» **Prompt**:
Reproduce the Soul Asylum post below word for word, in full.

>> Begin Passage

Ok, this has been great reading people's experiences with the Album.

I still remember the day clearly. GDU had been out for several months. I was on that 12 going on 13 pivotal point in my young life. I had previously had tapes ranging from Billy Joel to Vanilla Ice, but at this point in life, Nirvana, Smashing Pumpkins, Soundgarden, and other "Alternative" bands were dominating the radios of the older kids. I watched MTV a lot and started noticing SA, really digging Black Gold, and I ended up getting into Runaway Train. So the day I purchased GDU on Cassette was one of the many trips that my small town ass would take with my family to Wal-Mart, and I was deciding between a few albums, and I guess I don't know exactly why, but I wanted Soul Asylum. I remember the car ride home, ripping the plastic off the cassette case and jamming that tape into my Walkman. I have always been an album person, I listen to albums in their entirety. I was hooked. SA quickly became my favorite band of all time. I purchased LYDLS 3 years later and sometime in between had gotten Horse through the Columbia Music Club or BMG or something like that. Then i quickly bought up the entire discography. Most in one day at Circuit City, spending the Hundred dollar bill my grandmother gave me for my birthday.

>> End Passage
>> Begin Provided material

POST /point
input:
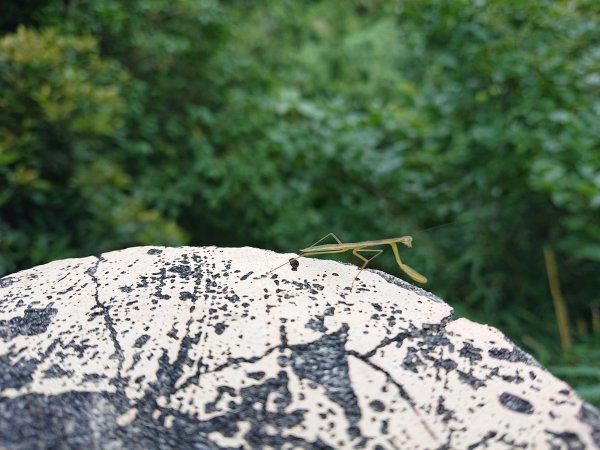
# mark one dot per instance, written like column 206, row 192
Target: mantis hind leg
column 356, row 252
column 325, row 237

>> End Provided material

» **Response**:
Ok, this has been great reading people's experiences with the Album.

I still remember the day clearly. GDU had been out for several months. I was on that 12 going on 13 pivotal point in my young life. I had previously had tapes ranging from Billy Joel to Vanilla Ice, but at this point in life, Nirvana, Smashing Pumpkins, Soundgarden, and other "Alternative" bands were dominating the radios of the older kids. I watched MTV a lot and started noticing SA, really digging Black Gold, and I ended up getting into Runaway Train. So the day I purchased GDU on Cassette was one of the many trips that my small town ass would take with my family to Wal-Mart, and I was deciding between a few albums, and I guess I don't know exactly why, but I wanted Soul Asylum. I remember the car ride home, ripping the plastic off the cassette case and jamming that tape into my Walkman. I have always been an album person, I listen to albums in their entirety. I was hooked. SA quickly became my favorite band of all time. I purchased LYDLS 3 years later and sometime in between had gotten Horse through the Columbia Music Club or BMG or something like that. Then i quickly bought up the entire discography. Most in one day at Circuit City, spending the Hundred dollar bill my grandmother gave me for my birthday.